PROVIDED DATA →

----------

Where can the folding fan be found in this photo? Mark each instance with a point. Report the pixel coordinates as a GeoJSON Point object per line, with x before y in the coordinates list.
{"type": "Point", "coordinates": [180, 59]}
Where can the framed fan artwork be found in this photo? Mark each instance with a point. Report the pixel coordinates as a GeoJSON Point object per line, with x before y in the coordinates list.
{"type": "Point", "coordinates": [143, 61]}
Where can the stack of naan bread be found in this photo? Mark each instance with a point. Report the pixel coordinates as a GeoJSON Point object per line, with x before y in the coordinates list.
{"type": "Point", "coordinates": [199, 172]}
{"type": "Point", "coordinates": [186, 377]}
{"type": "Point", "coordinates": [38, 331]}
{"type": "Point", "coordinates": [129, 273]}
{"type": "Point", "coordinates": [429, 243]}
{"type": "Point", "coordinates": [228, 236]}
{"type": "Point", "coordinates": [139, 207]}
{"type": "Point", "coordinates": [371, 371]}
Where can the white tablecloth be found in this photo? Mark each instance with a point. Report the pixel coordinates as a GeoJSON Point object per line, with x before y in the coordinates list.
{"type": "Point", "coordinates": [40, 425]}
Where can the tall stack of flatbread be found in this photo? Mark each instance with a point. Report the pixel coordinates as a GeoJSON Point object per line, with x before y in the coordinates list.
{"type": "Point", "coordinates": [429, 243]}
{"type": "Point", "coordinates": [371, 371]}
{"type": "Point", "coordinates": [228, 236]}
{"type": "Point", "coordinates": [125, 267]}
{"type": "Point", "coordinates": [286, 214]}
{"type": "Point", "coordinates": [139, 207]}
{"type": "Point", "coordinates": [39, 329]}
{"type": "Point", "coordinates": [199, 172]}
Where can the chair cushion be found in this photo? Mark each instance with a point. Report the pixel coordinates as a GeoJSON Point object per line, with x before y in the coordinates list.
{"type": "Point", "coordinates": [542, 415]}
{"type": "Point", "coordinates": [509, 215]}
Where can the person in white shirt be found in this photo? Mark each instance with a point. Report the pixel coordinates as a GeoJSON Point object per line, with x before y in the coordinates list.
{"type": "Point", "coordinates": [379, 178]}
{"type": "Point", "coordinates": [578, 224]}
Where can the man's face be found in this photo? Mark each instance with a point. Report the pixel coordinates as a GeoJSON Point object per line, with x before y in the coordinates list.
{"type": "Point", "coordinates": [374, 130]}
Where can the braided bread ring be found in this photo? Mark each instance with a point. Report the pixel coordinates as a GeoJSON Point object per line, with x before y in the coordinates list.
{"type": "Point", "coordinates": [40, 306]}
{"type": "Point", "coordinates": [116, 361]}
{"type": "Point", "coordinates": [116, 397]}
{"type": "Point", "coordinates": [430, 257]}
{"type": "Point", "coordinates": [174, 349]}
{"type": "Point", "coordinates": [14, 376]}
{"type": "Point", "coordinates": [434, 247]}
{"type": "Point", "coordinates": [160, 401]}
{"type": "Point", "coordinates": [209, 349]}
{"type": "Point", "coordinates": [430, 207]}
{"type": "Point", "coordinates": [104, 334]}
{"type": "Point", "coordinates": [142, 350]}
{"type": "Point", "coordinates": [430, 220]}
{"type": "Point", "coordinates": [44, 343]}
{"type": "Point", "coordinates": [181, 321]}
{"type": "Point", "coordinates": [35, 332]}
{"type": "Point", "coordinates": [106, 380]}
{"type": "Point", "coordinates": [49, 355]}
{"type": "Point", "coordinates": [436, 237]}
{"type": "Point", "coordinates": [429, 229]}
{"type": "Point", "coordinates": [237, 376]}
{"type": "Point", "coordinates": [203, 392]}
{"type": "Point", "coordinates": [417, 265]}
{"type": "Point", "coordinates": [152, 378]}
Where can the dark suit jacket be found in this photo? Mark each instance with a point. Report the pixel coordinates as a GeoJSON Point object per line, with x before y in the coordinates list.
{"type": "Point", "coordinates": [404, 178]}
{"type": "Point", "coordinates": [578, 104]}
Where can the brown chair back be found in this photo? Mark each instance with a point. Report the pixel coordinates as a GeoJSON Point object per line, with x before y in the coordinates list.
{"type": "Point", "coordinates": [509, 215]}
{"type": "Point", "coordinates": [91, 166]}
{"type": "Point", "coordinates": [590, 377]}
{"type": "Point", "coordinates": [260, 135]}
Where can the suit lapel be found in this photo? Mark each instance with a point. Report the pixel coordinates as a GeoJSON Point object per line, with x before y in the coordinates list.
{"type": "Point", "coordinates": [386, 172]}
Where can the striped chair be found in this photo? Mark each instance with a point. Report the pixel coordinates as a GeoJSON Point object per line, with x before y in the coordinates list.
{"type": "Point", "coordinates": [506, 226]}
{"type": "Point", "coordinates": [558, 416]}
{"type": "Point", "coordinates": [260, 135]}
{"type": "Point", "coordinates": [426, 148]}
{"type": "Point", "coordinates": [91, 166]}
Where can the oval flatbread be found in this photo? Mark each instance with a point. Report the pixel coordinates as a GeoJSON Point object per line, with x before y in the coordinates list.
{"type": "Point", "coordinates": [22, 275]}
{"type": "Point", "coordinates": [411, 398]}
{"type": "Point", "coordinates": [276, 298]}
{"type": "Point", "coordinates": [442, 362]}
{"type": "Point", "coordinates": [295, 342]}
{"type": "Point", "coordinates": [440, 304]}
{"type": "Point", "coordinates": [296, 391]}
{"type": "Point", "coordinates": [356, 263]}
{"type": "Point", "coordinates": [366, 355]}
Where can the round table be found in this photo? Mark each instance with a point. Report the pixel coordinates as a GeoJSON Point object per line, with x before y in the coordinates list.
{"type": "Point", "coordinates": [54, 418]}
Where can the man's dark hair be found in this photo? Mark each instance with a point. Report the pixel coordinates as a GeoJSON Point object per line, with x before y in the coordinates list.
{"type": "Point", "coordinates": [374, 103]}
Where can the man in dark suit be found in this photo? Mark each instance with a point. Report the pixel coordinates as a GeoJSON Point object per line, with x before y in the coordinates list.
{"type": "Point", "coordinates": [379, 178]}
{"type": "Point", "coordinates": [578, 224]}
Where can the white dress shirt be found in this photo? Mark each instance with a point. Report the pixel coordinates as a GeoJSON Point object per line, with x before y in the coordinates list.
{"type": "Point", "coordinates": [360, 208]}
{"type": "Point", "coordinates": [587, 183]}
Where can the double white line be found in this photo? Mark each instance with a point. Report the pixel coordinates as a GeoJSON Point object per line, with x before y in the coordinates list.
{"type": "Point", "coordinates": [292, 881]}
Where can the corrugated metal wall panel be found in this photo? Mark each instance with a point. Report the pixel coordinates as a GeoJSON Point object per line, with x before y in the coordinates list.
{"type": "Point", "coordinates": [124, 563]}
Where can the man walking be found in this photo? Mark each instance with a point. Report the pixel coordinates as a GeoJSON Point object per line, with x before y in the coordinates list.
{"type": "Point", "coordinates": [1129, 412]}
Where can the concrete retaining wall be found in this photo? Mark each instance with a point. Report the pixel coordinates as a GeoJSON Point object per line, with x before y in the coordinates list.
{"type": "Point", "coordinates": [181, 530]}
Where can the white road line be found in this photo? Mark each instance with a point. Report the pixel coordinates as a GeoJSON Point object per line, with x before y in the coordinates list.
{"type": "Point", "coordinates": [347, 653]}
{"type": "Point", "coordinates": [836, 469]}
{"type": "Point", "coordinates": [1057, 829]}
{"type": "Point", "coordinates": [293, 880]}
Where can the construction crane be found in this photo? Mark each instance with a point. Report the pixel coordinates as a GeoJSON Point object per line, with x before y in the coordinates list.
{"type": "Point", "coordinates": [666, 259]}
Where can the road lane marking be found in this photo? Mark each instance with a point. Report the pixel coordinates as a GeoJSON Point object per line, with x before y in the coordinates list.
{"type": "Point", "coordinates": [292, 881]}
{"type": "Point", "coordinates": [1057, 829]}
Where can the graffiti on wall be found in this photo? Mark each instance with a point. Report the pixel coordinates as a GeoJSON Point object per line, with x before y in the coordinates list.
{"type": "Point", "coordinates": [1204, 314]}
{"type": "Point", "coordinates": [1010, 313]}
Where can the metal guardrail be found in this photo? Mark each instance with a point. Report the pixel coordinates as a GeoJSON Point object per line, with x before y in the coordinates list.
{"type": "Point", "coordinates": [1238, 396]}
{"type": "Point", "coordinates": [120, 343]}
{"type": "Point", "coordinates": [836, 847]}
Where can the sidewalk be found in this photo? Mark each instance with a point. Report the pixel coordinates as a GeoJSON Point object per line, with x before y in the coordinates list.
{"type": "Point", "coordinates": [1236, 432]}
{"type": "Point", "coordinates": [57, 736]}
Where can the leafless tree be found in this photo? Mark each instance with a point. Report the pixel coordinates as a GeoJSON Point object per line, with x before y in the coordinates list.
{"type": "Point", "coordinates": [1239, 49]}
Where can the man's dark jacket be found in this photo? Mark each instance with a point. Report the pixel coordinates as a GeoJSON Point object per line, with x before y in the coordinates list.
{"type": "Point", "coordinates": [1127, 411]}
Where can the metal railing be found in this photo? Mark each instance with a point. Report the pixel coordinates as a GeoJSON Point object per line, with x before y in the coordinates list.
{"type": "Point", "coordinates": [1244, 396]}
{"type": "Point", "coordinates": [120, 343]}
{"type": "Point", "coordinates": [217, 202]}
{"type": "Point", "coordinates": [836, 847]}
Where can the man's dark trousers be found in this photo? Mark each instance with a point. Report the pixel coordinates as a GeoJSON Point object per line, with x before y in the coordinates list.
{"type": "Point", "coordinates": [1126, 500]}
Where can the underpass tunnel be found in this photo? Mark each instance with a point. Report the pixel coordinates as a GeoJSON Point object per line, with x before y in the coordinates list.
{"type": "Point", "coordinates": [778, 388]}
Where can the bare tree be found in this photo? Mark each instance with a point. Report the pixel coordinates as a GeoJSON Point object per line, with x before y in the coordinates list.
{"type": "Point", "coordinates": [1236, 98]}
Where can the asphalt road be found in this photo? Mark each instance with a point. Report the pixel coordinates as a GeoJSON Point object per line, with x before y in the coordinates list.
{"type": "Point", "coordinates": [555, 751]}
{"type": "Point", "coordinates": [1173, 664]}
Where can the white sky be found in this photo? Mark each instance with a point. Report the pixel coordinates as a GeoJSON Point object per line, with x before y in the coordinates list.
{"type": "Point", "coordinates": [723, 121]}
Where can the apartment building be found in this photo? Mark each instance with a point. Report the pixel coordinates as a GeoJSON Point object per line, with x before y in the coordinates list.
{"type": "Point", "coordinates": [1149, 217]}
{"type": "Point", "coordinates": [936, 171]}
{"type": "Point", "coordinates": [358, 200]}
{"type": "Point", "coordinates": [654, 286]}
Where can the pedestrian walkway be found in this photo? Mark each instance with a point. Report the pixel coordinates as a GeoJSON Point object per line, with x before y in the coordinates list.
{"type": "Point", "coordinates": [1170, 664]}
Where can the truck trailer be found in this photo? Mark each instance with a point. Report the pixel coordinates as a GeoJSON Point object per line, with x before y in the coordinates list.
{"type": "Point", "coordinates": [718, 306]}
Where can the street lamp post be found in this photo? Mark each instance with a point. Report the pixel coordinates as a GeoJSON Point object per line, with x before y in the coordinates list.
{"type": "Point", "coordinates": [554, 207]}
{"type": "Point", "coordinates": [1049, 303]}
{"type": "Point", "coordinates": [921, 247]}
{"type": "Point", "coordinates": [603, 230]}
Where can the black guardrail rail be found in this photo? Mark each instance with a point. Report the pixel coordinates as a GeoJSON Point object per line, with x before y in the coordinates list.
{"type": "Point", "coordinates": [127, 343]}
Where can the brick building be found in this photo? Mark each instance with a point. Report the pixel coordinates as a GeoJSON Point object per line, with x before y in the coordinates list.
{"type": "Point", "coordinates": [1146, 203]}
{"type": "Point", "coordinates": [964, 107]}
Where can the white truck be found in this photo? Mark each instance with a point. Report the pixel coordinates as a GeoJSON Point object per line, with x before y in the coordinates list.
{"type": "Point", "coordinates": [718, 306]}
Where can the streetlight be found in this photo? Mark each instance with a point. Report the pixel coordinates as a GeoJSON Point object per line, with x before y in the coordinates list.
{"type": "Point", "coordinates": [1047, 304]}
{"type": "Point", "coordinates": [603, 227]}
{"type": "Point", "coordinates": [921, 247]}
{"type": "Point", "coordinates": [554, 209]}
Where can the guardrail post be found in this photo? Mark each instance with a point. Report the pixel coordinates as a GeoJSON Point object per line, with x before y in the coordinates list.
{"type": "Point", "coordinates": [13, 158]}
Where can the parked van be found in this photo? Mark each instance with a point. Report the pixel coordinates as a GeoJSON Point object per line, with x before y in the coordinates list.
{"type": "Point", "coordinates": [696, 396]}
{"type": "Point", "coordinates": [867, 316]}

----------

EXERCISE REQUIREMENTS → Can you rewrite the lines from the one containing "Where can the parked" through the last line, with "parked van" swapped for "delivery truck" and everything else left unchanged?

TASK OUTPUT →
Where can the delivery truck be found in this photo? Mark each instance with a point. Report the pixel coordinates as a GeoJSON Point object per line, with x before y in the coordinates list.
{"type": "Point", "coordinates": [696, 396]}
{"type": "Point", "coordinates": [867, 316]}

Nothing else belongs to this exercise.